**Aim of the task:** Print verbatim every line starting at the one that contains "Note: for every instance of the ceiling fan motor" and ending at the final line of the records; include both endpoints.

(Pointing records)
=-=-=-=-=

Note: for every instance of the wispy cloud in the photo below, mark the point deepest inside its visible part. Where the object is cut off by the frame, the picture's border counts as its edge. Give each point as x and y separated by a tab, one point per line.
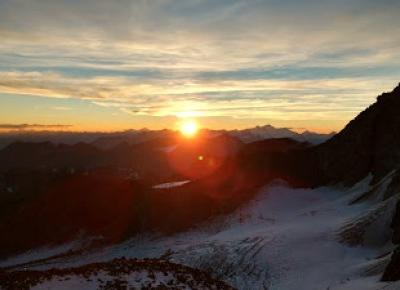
297	59
32	126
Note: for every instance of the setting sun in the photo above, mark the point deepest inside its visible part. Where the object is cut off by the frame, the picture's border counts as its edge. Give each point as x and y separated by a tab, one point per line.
189	128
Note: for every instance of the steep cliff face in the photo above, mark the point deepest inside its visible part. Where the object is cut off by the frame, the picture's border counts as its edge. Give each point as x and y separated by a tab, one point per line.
369	143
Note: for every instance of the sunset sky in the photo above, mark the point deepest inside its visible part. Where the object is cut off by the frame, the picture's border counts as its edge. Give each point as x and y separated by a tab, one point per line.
114	65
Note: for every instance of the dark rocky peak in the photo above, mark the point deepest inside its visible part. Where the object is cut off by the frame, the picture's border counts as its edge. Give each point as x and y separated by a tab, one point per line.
368	144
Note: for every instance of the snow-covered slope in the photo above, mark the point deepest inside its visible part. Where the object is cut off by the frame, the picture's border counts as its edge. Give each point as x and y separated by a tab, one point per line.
285	239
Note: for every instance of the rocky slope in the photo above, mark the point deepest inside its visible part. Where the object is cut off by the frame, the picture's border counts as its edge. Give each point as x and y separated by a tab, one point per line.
114	275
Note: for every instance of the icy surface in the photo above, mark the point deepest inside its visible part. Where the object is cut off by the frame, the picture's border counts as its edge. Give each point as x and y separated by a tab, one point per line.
284	239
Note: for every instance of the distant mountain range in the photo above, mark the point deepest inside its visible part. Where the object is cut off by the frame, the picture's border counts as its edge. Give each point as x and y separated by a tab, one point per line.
108	140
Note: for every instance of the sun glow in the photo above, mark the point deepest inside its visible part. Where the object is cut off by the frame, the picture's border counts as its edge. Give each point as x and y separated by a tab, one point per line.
189	128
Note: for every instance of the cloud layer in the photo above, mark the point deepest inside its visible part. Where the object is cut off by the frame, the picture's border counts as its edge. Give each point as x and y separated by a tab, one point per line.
303	60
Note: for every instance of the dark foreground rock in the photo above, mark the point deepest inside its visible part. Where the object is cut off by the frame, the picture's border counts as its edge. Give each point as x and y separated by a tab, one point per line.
116	274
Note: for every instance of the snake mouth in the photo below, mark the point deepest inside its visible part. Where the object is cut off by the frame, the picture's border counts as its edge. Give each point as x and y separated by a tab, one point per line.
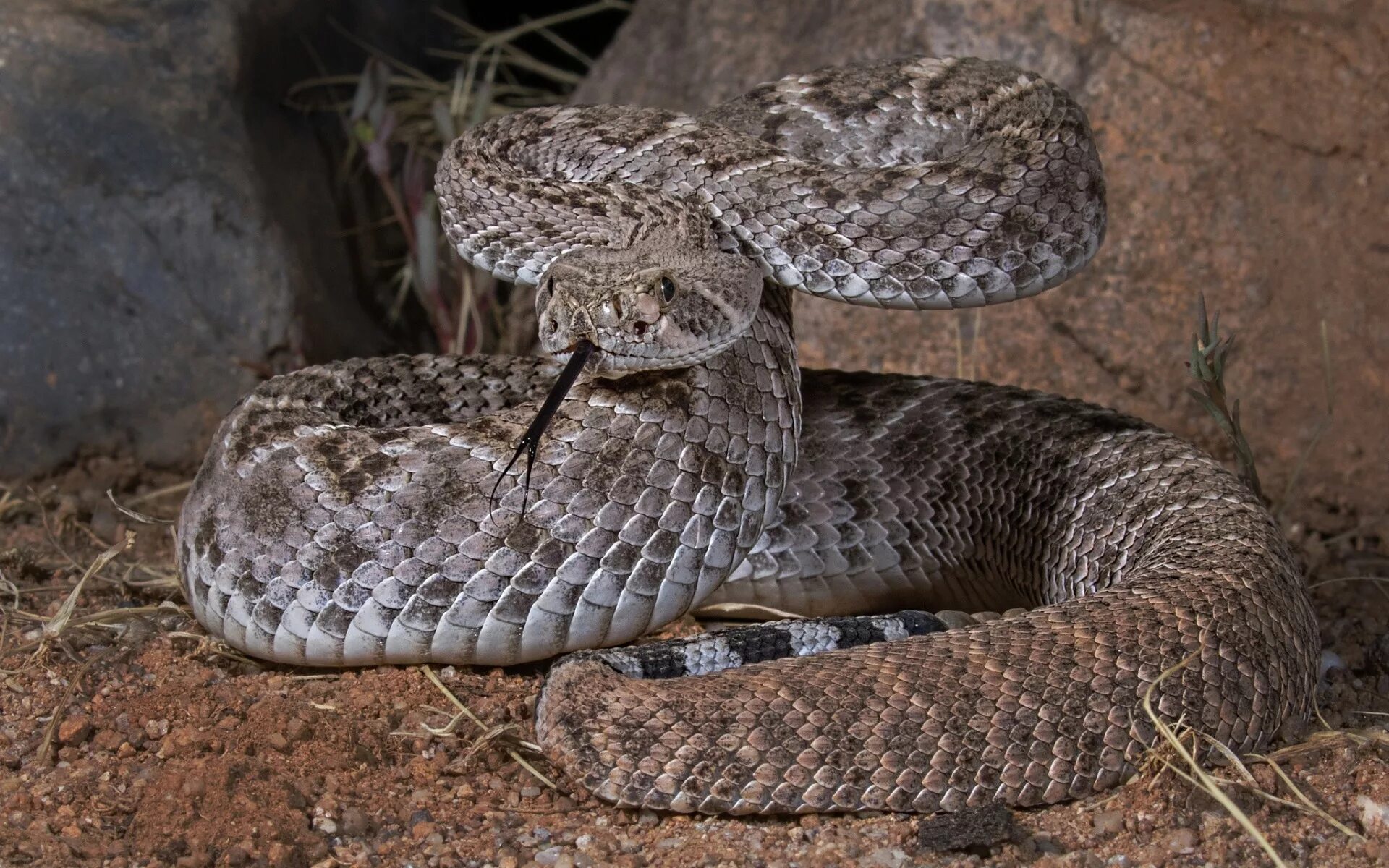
579	356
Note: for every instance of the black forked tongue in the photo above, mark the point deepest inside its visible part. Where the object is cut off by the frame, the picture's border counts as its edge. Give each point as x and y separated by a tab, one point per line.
531	441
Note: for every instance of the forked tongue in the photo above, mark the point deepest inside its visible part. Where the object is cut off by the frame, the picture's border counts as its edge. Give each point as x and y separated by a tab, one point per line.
531	441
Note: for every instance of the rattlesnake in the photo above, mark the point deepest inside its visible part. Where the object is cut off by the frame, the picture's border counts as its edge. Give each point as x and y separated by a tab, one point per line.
345	513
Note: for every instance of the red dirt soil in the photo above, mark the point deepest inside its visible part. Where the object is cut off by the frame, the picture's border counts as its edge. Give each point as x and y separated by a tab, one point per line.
132	739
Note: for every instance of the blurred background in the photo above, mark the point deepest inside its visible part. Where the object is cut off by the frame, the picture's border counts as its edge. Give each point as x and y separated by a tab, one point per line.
199	195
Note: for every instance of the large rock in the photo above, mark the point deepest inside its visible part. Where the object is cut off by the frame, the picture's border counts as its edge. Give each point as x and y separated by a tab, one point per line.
167	226
1245	148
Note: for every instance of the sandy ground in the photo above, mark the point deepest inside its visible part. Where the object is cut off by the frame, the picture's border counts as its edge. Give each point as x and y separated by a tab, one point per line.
128	738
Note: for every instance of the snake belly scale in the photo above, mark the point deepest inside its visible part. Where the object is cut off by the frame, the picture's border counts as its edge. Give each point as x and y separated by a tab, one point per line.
344	514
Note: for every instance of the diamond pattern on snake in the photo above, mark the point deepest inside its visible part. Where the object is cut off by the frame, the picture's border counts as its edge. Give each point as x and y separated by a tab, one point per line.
368	511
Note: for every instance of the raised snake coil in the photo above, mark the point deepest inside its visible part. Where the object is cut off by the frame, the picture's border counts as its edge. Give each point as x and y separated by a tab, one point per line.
342	516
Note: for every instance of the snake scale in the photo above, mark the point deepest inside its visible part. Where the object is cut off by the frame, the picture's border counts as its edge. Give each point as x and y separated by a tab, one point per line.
345	513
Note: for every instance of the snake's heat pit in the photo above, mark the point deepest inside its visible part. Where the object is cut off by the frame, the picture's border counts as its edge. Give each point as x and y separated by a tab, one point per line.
1071	555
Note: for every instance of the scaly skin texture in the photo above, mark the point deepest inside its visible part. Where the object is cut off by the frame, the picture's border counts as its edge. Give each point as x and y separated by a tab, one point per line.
344	514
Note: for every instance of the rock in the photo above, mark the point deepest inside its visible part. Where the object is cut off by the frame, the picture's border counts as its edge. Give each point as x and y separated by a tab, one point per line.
974	830
157	237
1241	153
353	822
1181	841
1374	817
549	856
74	729
884	857
1109	822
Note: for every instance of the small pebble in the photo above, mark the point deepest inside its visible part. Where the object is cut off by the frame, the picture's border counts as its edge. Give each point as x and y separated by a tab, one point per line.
549	856
74	729
1182	841
1109	822
353	822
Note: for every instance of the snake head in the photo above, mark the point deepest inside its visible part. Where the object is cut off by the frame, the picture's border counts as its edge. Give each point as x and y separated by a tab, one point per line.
670	299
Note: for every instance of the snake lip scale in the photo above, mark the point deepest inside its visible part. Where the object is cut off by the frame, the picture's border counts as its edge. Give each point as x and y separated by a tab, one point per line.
362	513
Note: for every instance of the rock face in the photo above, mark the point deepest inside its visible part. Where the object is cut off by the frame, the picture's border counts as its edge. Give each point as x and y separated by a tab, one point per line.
160	234
1245	148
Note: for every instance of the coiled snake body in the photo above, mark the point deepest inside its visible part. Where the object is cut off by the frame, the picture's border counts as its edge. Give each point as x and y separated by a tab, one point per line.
344	514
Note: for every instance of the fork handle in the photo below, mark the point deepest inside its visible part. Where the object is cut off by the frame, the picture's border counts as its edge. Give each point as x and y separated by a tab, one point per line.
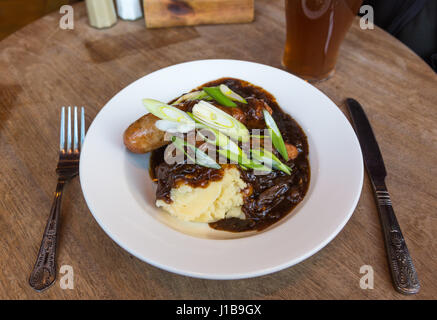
402	269
44	272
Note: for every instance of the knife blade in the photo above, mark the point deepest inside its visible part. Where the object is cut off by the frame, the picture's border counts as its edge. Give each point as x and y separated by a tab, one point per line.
402	269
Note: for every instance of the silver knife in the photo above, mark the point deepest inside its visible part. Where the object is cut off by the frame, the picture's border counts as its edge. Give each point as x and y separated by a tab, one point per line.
401	265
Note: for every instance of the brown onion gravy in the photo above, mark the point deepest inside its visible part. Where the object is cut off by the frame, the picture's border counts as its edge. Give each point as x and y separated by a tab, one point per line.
267	198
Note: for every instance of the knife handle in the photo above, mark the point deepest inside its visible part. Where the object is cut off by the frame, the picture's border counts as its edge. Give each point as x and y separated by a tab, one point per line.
402	269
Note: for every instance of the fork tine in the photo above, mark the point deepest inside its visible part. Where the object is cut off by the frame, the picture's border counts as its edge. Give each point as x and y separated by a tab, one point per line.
69	130
82	126
76	142
62	131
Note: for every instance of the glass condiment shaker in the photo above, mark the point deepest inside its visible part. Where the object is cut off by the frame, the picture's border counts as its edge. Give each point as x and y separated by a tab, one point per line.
101	13
129	9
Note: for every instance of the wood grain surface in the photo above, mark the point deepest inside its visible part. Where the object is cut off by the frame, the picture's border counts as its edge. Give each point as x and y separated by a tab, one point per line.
169	13
43	67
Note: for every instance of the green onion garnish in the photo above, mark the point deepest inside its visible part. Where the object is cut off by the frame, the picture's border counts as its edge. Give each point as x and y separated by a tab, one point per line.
277	140
227	147
231	94
218	96
196	95
217	119
201	157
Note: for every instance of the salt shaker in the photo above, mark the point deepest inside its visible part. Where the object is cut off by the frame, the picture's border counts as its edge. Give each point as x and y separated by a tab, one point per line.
101	13
129	9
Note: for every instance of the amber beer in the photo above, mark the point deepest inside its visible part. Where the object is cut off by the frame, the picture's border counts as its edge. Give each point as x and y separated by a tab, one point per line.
315	30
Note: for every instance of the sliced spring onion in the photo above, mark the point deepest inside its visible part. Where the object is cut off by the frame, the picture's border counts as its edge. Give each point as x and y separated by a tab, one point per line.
231	94
218	96
255	165
277	140
215	118
196	95
174	127
166	112
201	157
270	159
227	147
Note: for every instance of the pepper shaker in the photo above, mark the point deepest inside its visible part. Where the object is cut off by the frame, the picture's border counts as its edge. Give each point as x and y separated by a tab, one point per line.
101	13
129	9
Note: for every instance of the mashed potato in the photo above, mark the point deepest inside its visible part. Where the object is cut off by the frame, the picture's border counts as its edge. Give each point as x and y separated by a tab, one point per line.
219	200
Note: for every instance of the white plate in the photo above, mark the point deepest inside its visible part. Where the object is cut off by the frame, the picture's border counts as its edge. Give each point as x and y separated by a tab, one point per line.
121	196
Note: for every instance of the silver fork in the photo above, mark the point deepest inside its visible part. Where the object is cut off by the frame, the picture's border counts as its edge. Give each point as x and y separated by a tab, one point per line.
44	272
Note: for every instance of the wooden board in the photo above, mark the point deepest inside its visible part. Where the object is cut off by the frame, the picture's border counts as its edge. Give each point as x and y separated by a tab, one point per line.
170	13
43	67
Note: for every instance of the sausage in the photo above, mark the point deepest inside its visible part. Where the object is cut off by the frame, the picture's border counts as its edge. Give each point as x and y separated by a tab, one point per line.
143	136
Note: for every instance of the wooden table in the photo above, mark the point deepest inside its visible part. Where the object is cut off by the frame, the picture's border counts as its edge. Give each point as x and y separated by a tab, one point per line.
43	67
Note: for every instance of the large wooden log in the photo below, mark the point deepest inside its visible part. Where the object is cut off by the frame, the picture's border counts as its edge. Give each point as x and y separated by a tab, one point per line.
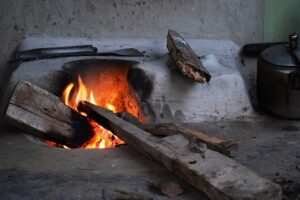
44	115
185	58
221	145
220	177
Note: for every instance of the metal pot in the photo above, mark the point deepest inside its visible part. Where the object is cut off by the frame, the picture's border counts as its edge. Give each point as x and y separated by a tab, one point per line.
278	79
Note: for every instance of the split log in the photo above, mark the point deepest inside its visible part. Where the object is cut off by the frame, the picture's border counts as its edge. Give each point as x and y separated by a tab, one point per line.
44	115
186	59
221	145
218	176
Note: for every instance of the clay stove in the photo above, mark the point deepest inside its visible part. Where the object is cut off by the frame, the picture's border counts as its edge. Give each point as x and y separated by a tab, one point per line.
172	98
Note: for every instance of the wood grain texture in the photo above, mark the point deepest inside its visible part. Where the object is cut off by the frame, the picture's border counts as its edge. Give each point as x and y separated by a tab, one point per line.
221	145
185	58
44	115
218	176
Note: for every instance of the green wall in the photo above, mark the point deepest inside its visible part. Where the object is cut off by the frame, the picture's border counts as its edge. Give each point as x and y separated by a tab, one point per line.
282	17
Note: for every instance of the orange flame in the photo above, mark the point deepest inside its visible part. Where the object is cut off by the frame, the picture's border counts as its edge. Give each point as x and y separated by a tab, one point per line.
112	92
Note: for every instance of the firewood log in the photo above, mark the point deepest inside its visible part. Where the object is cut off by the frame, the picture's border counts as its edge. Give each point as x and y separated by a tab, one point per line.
45	116
185	58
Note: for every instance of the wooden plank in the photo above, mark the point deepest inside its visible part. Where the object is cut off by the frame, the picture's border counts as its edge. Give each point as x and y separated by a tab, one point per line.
185	58
44	115
221	145
218	176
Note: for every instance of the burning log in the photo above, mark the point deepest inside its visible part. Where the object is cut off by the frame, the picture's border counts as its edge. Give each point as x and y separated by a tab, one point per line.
45	116
185	58
218	176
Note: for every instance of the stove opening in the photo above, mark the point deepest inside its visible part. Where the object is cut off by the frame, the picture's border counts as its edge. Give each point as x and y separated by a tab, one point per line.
108	84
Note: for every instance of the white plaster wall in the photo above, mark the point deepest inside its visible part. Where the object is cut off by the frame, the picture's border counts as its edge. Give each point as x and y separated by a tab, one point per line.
238	20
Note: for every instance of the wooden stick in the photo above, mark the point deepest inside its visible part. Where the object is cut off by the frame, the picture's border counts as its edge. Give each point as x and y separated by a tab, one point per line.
44	115
185	58
218	176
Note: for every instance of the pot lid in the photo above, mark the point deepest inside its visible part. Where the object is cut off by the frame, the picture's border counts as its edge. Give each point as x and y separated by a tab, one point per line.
283	55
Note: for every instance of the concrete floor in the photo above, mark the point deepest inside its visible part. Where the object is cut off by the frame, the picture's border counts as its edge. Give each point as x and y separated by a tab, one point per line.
269	146
30	170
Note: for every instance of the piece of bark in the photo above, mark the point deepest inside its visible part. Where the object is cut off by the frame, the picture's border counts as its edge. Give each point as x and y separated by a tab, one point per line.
219	177
186	59
45	116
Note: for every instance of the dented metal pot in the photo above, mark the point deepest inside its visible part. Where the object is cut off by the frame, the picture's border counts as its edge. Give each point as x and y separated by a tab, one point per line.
278	79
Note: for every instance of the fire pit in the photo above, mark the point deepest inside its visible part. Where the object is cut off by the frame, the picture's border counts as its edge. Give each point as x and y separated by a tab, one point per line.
165	96
104	83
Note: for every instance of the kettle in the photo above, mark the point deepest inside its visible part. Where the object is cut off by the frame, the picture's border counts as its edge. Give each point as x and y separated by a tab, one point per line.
278	79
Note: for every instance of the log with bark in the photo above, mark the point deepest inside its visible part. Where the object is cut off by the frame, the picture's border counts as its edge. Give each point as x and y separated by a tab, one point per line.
185	58
218	176
221	145
44	115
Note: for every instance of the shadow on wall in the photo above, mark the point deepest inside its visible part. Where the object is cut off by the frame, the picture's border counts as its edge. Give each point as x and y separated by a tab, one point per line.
281	19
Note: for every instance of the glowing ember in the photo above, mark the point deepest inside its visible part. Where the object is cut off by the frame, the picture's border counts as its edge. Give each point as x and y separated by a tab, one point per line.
109	89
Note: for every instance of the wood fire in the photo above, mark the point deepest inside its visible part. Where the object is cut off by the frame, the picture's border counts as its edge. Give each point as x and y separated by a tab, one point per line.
109	90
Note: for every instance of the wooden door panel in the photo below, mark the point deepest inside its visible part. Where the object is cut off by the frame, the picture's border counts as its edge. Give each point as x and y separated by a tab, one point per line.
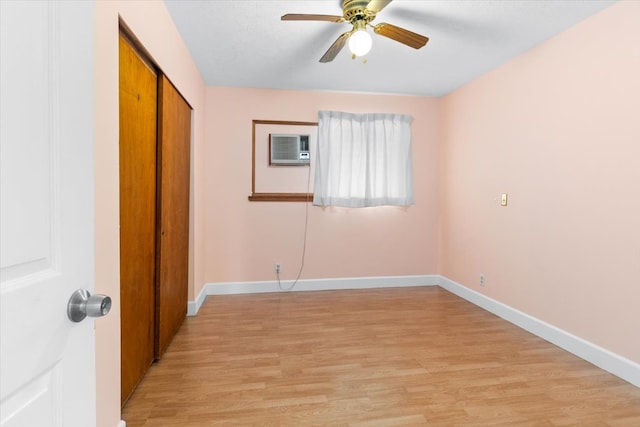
174	128
138	116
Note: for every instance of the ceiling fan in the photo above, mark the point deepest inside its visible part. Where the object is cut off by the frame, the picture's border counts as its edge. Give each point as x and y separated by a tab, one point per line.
360	13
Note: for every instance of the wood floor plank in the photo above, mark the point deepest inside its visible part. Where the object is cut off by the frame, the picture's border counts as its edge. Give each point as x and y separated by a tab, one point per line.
383	357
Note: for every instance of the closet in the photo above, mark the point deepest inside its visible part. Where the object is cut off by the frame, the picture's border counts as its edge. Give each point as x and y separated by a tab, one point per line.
155	134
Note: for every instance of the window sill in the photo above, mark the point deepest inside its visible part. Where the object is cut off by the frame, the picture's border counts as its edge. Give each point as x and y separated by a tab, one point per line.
281	197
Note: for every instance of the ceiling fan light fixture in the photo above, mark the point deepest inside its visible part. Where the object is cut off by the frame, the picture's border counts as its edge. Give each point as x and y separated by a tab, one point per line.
360	42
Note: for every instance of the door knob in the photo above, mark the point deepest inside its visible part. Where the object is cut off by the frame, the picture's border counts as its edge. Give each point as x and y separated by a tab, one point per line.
83	304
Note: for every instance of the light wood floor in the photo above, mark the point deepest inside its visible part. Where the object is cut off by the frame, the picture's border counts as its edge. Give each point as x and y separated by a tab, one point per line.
386	357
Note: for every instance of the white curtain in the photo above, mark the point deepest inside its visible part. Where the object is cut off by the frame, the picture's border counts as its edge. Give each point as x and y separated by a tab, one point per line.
363	160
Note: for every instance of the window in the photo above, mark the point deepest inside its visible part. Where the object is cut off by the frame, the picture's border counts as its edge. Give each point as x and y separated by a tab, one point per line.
363	160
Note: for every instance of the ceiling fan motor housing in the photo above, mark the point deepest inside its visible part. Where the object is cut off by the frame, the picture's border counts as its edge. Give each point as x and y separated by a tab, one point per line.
355	11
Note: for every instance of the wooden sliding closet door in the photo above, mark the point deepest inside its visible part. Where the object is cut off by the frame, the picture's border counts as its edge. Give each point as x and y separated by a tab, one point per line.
138	117
172	265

=-=-=-=-=

**Task solution:**
Note: for every instance of the ceiling fan motor housing in the photo above, mark the point deepest inside its visible part. Where the object is cut off by the frame, the picture's border counts as its edge. Give each point as x and y separated by a tab, one point per line.
355	11
Note: for every instance of the wooden sliding closet door in the photo above, mark the point deepest inside its visible part. Where the object is cut off by the frame, the picture's border counts as its edge. Give each point as x and y separated by a tab, one point per line.
138	117
172	265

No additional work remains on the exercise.